[START]

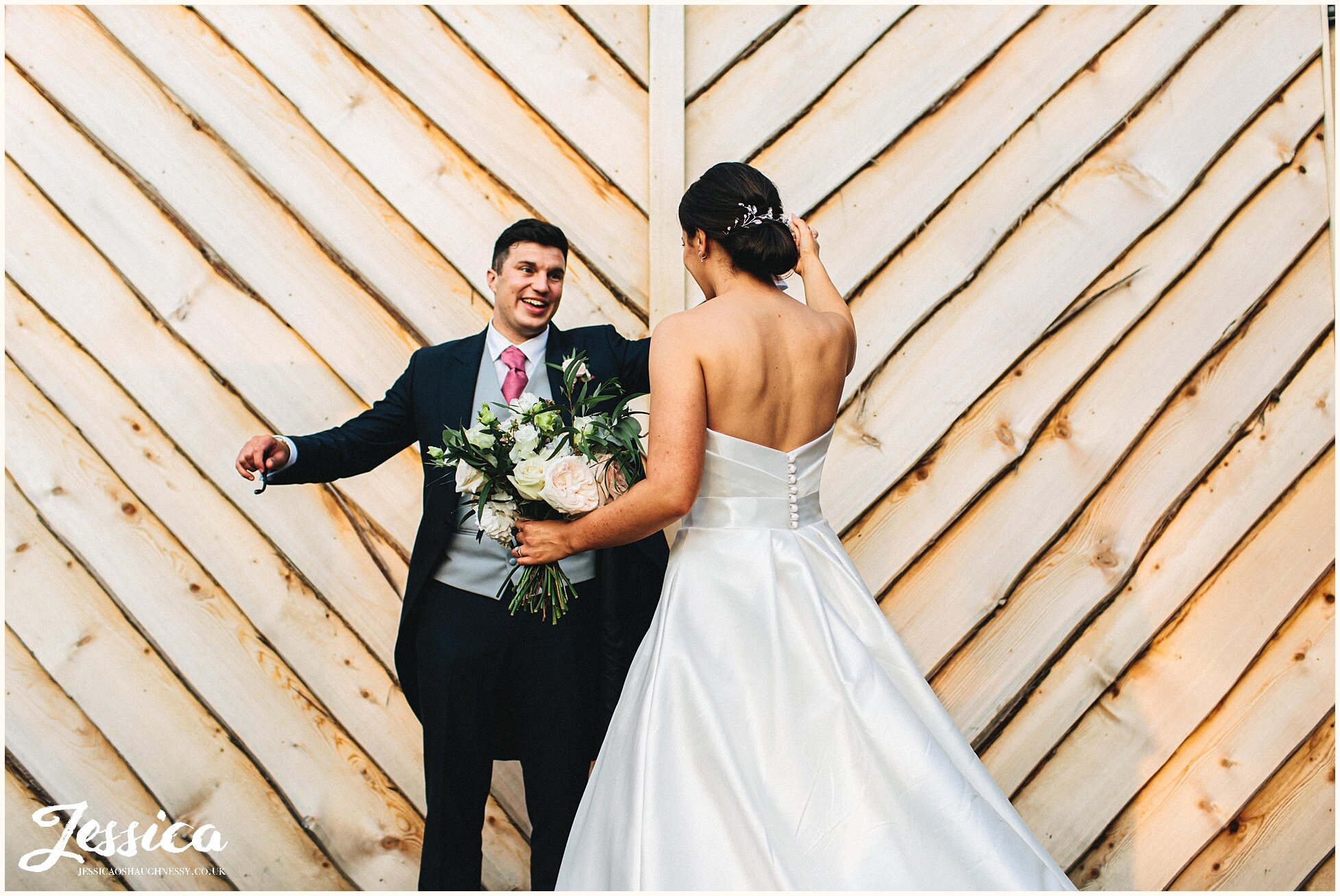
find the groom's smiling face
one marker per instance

[END]
[START]

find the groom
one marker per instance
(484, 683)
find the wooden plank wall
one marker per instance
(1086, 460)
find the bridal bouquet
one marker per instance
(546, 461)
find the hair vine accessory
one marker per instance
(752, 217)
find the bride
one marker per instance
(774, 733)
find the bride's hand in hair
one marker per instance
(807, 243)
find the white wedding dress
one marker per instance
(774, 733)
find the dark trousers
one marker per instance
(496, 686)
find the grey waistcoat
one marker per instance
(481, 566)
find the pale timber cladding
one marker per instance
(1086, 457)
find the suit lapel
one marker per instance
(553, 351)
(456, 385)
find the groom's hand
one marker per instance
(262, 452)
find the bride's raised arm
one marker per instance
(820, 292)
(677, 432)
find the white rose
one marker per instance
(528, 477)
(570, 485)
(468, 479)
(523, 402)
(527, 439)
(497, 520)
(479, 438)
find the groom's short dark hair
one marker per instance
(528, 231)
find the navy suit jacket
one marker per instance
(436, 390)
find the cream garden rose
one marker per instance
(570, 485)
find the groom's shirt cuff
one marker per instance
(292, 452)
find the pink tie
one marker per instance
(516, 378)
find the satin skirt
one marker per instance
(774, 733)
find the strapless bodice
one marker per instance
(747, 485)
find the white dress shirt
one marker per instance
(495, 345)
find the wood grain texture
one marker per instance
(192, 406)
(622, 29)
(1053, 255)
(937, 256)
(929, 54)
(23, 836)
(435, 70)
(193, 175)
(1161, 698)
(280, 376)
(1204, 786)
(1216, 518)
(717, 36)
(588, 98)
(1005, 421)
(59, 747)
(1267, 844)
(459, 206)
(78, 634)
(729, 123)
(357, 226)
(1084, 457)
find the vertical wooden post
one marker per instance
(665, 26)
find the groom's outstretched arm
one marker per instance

[END]

Please copy out only the data that begins at the line with "find the cream garden rose" and stops after the line with "(1084, 457)", replacing each "marker" with "point" and changing nothing else.

find the cream garden rose
one point per instance
(570, 485)
find the groom's shirt cuff
one point per instance
(292, 452)
find the pink tie
one point per instance
(516, 378)
find the satin skirt
one point per instance
(774, 733)
find the strapless bodice
one point per instance
(747, 485)
find the white dress shirt
one point per instance
(495, 345)
find the wood grain texture
one point per instance
(192, 406)
(622, 29)
(1053, 255)
(937, 256)
(929, 54)
(23, 836)
(435, 70)
(193, 175)
(1161, 698)
(280, 376)
(1204, 786)
(1216, 518)
(717, 36)
(588, 98)
(1005, 421)
(59, 747)
(1267, 844)
(459, 206)
(78, 634)
(729, 123)
(357, 226)
(1084, 457)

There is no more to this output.